◆ WORK ITEM A ◆
In the personal story, repeat the passage from "A few months" to "in the government." word for word.
◆ WORK ITEM B ◆
Answer these questions from the personal story:
(i) In what month and year did the couple marry?
(ii) How many miles apart did they live while one of them commuted on weekends?
(iii) What breed was the mare bought after veterinary school?

◆ TEXT BLOCK ◆
──────────

A few months later, he suggested we just get married when his brother, his wife and her daughter were all sealed in the Manti temple instead of waiting until our planned date. Ok. So we did. We joke that we eloped to the temple! And that was in July 1993. That first year was really tough, but things improved as we learned to live with each other.

Three years later, we moved to the Washington DC area, after we had both finished college and attended graduate school. We bought a house, and I prepared to attend veterinary school. For four years, one of us commuted on weekends to see the other one as we lived 300 miles apart. After graduation, I returned home for good and worked in private practice for a while, but then I landed a job in the government.

I bought a horse after veterinary school, had her professionally trained and finally got a life-long dream fulfilled of having a gorgeous purebred Arabian mare. I showed her and did very well with her in the ring before breeding her. We started looking for our own farm, which we didn't find at the time. Life was good. We were making plenty of money, had a lot of free time, and enjoyed life a great deal.

To our shock and surprise, in December 2003, we discovered I was unexpectedly pregnant. Our first baby was born in September 2004. We added three more boys in November 2006, December 2008 and January 2011. And along the way, we found ourselves, which I'll describe in more posts later.

──────────

◆ GIVEN ENTRIES ◆

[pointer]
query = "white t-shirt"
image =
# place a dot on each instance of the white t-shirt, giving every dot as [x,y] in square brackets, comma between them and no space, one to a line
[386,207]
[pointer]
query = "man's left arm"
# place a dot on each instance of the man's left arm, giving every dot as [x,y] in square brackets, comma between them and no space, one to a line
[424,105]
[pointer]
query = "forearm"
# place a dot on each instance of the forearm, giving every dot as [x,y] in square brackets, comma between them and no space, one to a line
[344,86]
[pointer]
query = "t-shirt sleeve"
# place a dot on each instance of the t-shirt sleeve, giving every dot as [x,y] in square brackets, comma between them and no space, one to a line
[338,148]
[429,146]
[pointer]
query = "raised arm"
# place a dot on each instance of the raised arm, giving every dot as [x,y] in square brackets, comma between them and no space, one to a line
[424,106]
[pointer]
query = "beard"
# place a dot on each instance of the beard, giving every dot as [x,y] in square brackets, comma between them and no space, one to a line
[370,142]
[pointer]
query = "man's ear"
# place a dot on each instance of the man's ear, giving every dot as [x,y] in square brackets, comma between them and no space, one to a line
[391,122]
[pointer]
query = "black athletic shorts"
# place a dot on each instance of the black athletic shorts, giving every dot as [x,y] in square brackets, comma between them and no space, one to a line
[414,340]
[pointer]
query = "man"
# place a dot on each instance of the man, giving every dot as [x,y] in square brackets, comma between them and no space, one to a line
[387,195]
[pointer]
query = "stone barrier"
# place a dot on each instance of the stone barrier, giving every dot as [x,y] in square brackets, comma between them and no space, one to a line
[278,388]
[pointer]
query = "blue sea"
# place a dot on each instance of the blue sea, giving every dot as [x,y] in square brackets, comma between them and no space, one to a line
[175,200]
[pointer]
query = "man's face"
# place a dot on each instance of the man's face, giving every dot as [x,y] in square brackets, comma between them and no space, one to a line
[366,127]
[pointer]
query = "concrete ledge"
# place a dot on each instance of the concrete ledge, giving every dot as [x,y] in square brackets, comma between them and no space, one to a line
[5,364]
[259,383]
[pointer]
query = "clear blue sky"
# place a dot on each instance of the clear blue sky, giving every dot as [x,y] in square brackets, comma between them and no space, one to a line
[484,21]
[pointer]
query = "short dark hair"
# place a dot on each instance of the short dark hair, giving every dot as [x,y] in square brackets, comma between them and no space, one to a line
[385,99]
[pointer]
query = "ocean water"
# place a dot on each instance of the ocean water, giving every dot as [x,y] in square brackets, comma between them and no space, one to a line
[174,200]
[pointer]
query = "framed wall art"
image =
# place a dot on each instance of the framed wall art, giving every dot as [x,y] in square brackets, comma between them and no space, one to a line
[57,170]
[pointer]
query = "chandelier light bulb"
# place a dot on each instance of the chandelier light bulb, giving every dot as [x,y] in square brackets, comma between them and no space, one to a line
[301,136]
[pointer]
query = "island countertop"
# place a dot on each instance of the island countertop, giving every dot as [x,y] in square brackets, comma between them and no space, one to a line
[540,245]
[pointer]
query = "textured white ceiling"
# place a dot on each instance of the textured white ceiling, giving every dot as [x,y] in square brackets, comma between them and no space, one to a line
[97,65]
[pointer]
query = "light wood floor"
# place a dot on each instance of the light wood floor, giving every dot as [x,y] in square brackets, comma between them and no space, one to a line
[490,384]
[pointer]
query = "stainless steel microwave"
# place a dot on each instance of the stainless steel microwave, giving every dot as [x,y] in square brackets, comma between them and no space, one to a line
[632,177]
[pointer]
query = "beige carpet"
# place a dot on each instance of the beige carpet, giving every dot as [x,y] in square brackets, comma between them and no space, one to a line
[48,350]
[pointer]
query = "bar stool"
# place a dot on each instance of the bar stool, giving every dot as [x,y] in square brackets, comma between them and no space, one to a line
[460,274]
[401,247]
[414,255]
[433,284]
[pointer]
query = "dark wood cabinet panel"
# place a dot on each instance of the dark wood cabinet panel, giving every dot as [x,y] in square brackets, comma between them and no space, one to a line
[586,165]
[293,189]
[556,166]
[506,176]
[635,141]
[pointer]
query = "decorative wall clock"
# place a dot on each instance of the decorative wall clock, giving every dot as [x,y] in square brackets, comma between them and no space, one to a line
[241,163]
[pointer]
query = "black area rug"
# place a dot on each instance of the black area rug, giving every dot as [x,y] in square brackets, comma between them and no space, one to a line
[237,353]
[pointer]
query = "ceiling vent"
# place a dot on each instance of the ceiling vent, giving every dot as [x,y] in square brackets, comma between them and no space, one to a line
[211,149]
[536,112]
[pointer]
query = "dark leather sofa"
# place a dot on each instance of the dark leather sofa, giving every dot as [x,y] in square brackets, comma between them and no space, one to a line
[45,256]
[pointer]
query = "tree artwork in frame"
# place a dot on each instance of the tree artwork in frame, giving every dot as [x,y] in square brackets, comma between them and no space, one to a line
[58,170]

──────────

◆ RESPONSE BOX A ◆
A few months later, he suggested we just get married when his brother, his wife and her daughter were all sealed in the Manti temple instead of waiting until our planned date. Ok. So we did. We joke that we eloped to the temple! And that was in July 1993. That first year was really tough, but things improved as we learned to live with each other.

Three years later, we moved to the Washington DC area, after we had both finished college and attended graduate school. We bought a house, and I prepared to attend veterinary school. For four years, one of us commuted on weekends to see the other one as we lived 300 miles apart. After graduation, I returned home for good and worked in private practice for a while, but then I landed a job in the government.

◆ RESPONSE BOX B ◆
(i) July 1993
(ii) 300 miles
(iii) Purebred Arabian